Work required: Copy out every line of the rows below word for word, with no changes.

┌─ Dataset content

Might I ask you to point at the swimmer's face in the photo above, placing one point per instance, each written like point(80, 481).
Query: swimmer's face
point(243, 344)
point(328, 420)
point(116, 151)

└─

Task output:
Might I ask you to point at the swimmer's face in the photo above, placing one point per instance, each written like point(80, 481).
Query: swimmer's face
point(243, 344)
point(328, 420)
point(116, 151)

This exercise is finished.